● Given exercise: Restate the records that follow word for word; no pictures should appear.

========================

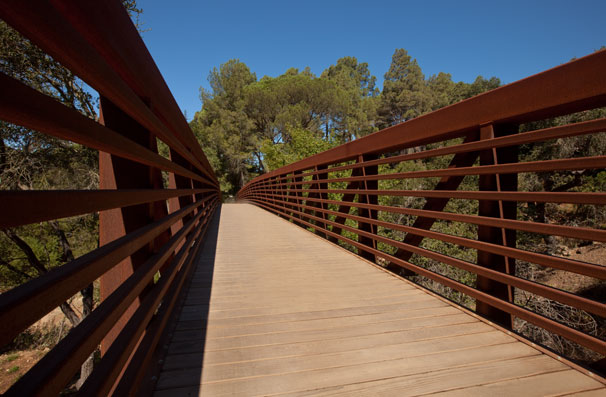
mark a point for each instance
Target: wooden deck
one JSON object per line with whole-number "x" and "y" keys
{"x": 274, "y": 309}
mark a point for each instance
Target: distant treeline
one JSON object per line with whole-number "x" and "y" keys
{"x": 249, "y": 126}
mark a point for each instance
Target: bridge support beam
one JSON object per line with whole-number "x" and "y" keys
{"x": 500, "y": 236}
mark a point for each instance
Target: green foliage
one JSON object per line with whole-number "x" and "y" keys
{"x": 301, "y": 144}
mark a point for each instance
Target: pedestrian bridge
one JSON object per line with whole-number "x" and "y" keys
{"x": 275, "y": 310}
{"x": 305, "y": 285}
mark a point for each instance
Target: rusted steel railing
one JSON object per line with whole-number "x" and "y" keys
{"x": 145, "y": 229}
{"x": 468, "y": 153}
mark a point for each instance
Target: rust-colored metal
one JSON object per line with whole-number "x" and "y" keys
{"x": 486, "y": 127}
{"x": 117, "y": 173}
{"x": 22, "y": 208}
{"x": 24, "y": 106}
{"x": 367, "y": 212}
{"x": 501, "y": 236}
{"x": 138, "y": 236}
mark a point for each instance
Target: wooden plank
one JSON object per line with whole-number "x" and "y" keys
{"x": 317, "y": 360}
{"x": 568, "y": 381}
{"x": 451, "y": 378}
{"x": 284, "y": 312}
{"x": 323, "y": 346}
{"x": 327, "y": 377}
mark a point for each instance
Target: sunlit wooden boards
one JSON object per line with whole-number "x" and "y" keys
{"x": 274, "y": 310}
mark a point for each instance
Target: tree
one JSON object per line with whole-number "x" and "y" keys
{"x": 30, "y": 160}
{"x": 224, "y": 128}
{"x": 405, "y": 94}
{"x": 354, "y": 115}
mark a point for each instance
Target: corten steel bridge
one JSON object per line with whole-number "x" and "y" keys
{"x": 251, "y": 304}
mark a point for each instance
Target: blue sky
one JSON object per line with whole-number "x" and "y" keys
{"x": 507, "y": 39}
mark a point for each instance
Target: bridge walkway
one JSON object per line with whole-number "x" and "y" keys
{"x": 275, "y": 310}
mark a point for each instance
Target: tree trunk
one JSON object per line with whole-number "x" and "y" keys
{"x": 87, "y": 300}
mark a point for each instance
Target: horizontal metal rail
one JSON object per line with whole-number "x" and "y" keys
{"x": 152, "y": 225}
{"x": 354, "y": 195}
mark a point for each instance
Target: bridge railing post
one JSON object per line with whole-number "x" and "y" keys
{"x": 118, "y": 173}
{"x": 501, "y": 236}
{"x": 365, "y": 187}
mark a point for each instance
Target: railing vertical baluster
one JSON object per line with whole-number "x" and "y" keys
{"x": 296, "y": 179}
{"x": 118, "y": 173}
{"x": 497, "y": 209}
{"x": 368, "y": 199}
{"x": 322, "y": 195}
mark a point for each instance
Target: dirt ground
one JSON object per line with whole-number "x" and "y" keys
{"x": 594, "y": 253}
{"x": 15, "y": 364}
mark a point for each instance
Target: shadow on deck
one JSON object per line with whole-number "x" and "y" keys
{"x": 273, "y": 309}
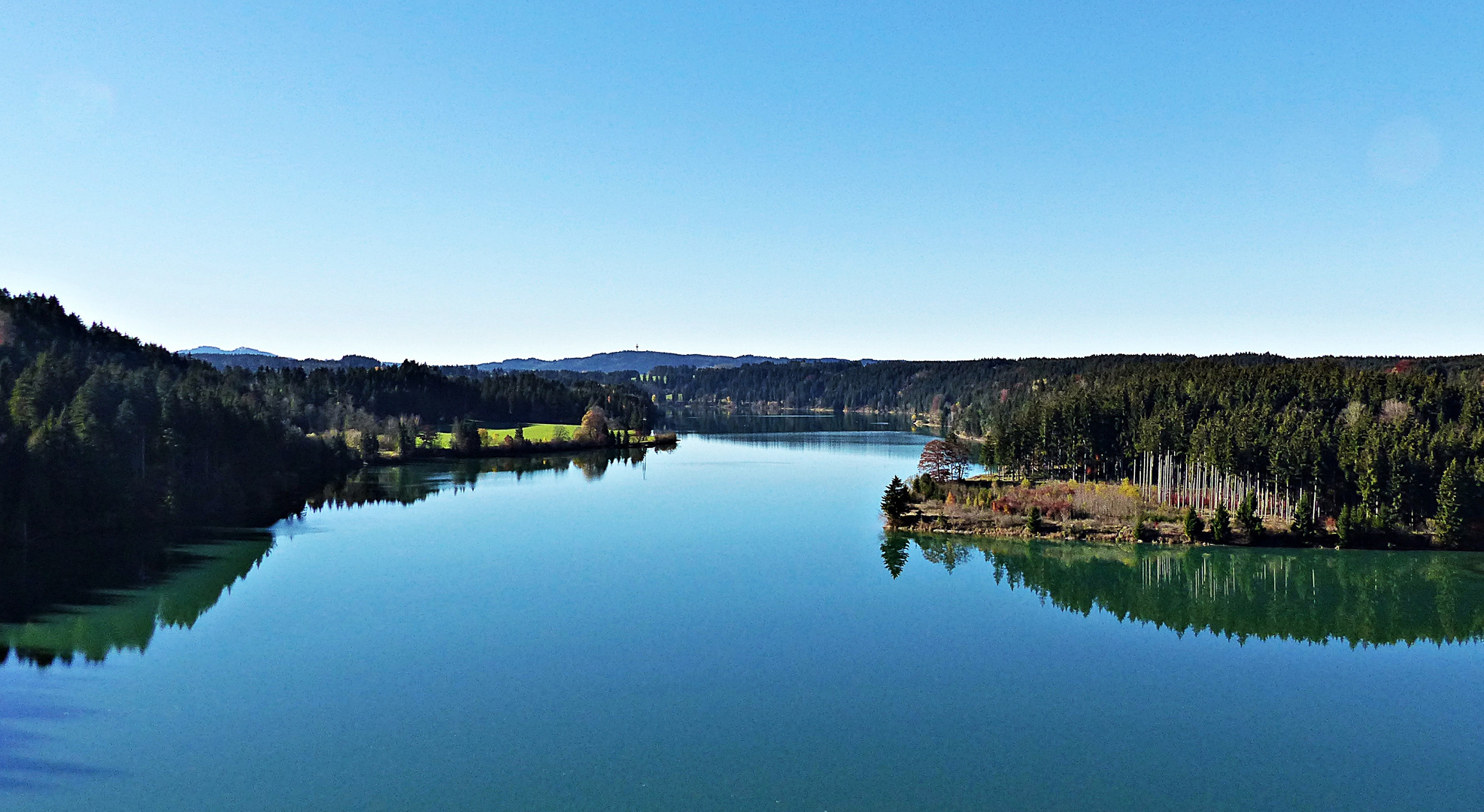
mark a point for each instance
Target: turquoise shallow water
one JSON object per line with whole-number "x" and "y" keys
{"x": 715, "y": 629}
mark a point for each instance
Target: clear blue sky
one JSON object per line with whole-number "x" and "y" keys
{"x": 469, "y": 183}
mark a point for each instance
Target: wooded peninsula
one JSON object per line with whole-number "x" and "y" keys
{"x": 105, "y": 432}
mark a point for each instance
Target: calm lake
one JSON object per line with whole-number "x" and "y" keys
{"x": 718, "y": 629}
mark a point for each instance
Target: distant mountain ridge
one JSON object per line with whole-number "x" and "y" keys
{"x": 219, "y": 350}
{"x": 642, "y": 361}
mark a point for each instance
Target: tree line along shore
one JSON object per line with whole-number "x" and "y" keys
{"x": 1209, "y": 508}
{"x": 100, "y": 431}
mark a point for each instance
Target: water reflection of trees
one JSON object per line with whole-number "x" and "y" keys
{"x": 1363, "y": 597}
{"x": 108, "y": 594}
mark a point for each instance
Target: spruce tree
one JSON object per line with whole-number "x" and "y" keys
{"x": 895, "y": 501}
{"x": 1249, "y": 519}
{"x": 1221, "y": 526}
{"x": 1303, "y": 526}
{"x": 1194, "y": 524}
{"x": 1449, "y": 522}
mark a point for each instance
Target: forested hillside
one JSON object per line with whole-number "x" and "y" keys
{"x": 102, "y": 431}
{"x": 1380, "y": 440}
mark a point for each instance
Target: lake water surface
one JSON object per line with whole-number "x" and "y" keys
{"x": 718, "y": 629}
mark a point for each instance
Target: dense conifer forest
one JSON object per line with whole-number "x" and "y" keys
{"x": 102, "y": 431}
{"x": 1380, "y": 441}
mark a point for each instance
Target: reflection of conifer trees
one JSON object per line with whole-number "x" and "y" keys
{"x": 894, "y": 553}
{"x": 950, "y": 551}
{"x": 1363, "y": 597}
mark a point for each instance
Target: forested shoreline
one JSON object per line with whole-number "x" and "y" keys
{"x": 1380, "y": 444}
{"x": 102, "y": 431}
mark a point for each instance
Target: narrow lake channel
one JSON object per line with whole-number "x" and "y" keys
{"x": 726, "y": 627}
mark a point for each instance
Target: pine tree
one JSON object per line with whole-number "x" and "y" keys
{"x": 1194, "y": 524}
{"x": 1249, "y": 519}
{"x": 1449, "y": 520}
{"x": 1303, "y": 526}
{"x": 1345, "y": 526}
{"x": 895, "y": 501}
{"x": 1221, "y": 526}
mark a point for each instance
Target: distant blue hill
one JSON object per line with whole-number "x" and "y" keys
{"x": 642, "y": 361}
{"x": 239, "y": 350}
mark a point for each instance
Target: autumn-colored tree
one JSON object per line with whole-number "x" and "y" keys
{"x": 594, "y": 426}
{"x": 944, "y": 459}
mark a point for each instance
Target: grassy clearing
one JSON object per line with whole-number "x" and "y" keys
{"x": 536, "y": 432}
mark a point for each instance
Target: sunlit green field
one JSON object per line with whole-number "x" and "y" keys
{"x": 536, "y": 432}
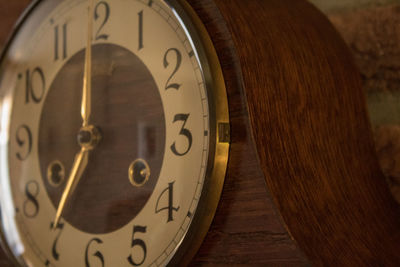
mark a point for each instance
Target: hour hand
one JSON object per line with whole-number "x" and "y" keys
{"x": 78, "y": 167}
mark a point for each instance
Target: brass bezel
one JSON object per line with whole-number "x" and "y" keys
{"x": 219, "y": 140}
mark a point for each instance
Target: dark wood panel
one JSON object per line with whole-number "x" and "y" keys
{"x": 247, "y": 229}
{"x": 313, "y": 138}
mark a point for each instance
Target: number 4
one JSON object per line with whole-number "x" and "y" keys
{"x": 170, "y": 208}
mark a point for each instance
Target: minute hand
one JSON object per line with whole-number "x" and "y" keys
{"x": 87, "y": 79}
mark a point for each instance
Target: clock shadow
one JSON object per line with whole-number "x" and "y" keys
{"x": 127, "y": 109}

========================

● Answer to the exercise:
mark a point for each instance
Target: wooden deck
one JSON object per line with whole-number "x" and "y" keys
{"x": 274, "y": 309}
mark a point for each instance
Target: distant treeline
one JSON object per line with whole-number "x" and "y" keys
{"x": 249, "y": 126}
mark a point for each instance
Target: bridge support beam
one JSON object per line with whole-number "x" and "y" keys
{"x": 500, "y": 236}
mark a point for each instance
Target: green foliage
one JSON object per line with whole-number "x" and "y" keys
{"x": 301, "y": 144}
mark a point for each instance
Target: pedestrian bridge
one JSON object per line with whole-number "x" and "y" keys
{"x": 275, "y": 310}
{"x": 305, "y": 285}
mark a point for each instance
Target: rusted steel railing
one JSON object per line with whole-number "x" and "y" keys
{"x": 145, "y": 229}
{"x": 468, "y": 153}
mark a point for each instance
Target: rust-colored metal
one JSON object per line with whole-number "x" and "y" keys
{"x": 486, "y": 127}
{"x": 117, "y": 173}
{"x": 22, "y": 208}
{"x": 24, "y": 106}
{"x": 367, "y": 212}
{"x": 501, "y": 236}
{"x": 138, "y": 236}
mark a point for each instance
Target: wooden plank
one JSON object per line with whole-number "x" and "y" keys
{"x": 317, "y": 360}
{"x": 568, "y": 381}
{"x": 451, "y": 378}
{"x": 284, "y": 312}
{"x": 323, "y": 346}
{"x": 327, "y": 377}
mark a point for each instance
Target: sunlit wooden boards
one JSON object per line with whole-number "x" and "y" keys
{"x": 274, "y": 310}
mark a point for each instance
Target: tree
one JSON object per line with whole-number "x" and "y" keys
{"x": 30, "y": 160}
{"x": 224, "y": 128}
{"x": 405, "y": 94}
{"x": 354, "y": 115}
mark a point for each instance
Target: corten steel bridge
one JSON object per line with whole-number "x" and "y" keys
{"x": 251, "y": 304}
mark a point for each instance
Target: blue sky
one JSON object per line with whole-number "x" and "y" keys
{"x": 507, "y": 39}
mark a point for each instance
Target: bridge walkway
one JSON object per line with whole-number "x" and "y" keys
{"x": 275, "y": 310}
mark a point for each instance
Target: tree trunk
one JSON object per line with whole-number "x" and "y" keys
{"x": 87, "y": 300}
mark a point for each instance
Target: horizontal metal rail
one JSON object per line with whole-number "x" and "y" keys
{"x": 152, "y": 225}
{"x": 354, "y": 195}
mark a point for each instance
Target: bridge railing post
one JSON object per line with whole-number "x" and "y" keys
{"x": 118, "y": 173}
{"x": 501, "y": 236}
{"x": 365, "y": 187}
mark a point for each instance
Target: railing vertical baluster
one JSON object per line with whole-number "x" and "y" keys
{"x": 296, "y": 179}
{"x": 118, "y": 173}
{"x": 497, "y": 209}
{"x": 368, "y": 199}
{"x": 322, "y": 195}
mark a point for each instance
Target: dirt ground
one JSON object per line with whole-number "x" and "y" keys
{"x": 594, "y": 253}
{"x": 15, "y": 364}
mark a point for each instance
Target: shadow on deck
one JSON object per line with whole-number "x" and "y" keys
{"x": 273, "y": 309}
mark a point for each instance
Target: turquoise shallow water
one JSON object per line with whole-number "x" and "y" keys
{"x": 715, "y": 629}
mark a point for each instance
Target: clear blue sky
one JSON object per line with whole-number "x" and "y" keys
{"x": 469, "y": 183}
mark a point for each instance
Target: wooded peninsula
one JSON object per line with whole-number "x" and "y" keys
{"x": 105, "y": 432}
mark a point for each instance
Target: calm lake
one JSON object per line with whole-number "x" and "y" keys
{"x": 718, "y": 629}
mark a point for each instance
Target: distant mountain ridge
one JSON object per line with whole-number "x" and "y" keys
{"x": 219, "y": 350}
{"x": 642, "y": 361}
mark a point for each instance
Target: tree line along shore
one JSON object per line with whole-number "x" and "y" keys
{"x": 1209, "y": 508}
{"x": 100, "y": 431}
mark a point for each instance
Target: water reflection of trees
one JSON object per line with whole-number "x" and "y" keys
{"x": 1363, "y": 597}
{"x": 108, "y": 594}
mark a point for each instance
Target: spruce tree
one JSON object per line with whole-number "x" and "y" keys
{"x": 895, "y": 501}
{"x": 1249, "y": 519}
{"x": 1221, "y": 526}
{"x": 1303, "y": 526}
{"x": 1194, "y": 524}
{"x": 1449, "y": 522}
mark a point for each instance
Target: forested hillside
one JSON object per line with whole-number "x" and "y" keys
{"x": 102, "y": 431}
{"x": 1380, "y": 440}
mark a point for each instance
Target: lake water surface
one JSON object per line with whole-number "x" and "y" keys
{"x": 718, "y": 629}
mark a point for each instance
Target: dense conifer forest
one JSON object per line with whole-number "x" and "y" keys
{"x": 102, "y": 431}
{"x": 1380, "y": 441}
mark a point for each instance
Target: reflection of conifer trees
one JSON object per line with whole-number "x" and "y" keys
{"x": 894, "y": 553}
{"x": 950, "y": 551}
{"x": 1363, "y": 597}
mark a point for each instance
Target: forested shoreline
one JSON object per line with whole-number "x" and "y" keys
{"x": 1380, "y": 444}
{"x": 102, "y": 431}
mark a point for each instance
Target: narrow lake channel
one JSON object per line with whole-number "x" and "y" keys
{"x": 726, "y": 627}
mark a point for each instance
Target: pine tree
one JSON object per line with whole-number "x" and "y" keys
{"x": 1194, "y": 524}
{"x": 1249, "y": 519}
{"x": 1449, "y": 520}
{"x": 1303, "y": 526}
{"x": 1345, "y": 526}
{"x": 895, "y": 501}
{"x": 1221, "y": 526}
mark a point for each instance
Target: distant blue hill
one JSON object per line with whole-number "x" and "y" keys
{"x": 642, "y": 361}
{"x": 239, "y": 350}
mark a point for each instance
Target: autumn-colored tree
one JSON object per line with whole-number "x" and "y" keys
{"x": 594, "y": 426}
{"x": 944, "y": 459}
mark a point for each instance
Target: grassy clearing
one JSON object per line with whole-number "x" and "y" keys
{"x": 536, "y": 432}
mark a point for each instance
Target: sunlit green field
one JSON object per line with whole-number "x" and "y" keys
{"x": 536, "y": 432}
mark a point for each instance
Target: hour hand
one JSON object per line with whole-number "x" and "y" keys
{"x": 78, "y": 167}
mark a point for each instance
Target: brass bezel
one JSON object per line with whole-number "x" and "y" keys
{"x": 219, "y": 140}
mark a point for each instance
Target: dark wood panel
one JSON object per line with whole-number "x" and "y" keys
{"x": 247, "y": 229}
{"x": 313, "y": 138}
mark a point for each instance
Target: number 4
one JSON object per line with whole-number "x" and "y" keys
{"x": 170, "y": 208}
mark a point for each instance
Target: minute hand
one JSON object per line with whole-number "x" and "y" keys
{"x": 87, "y": 79}
mark a point for each instance
Target: clock shadow
one JSON object per line with whole-number "x" and "y" keys
{"x": 127, "y": 109}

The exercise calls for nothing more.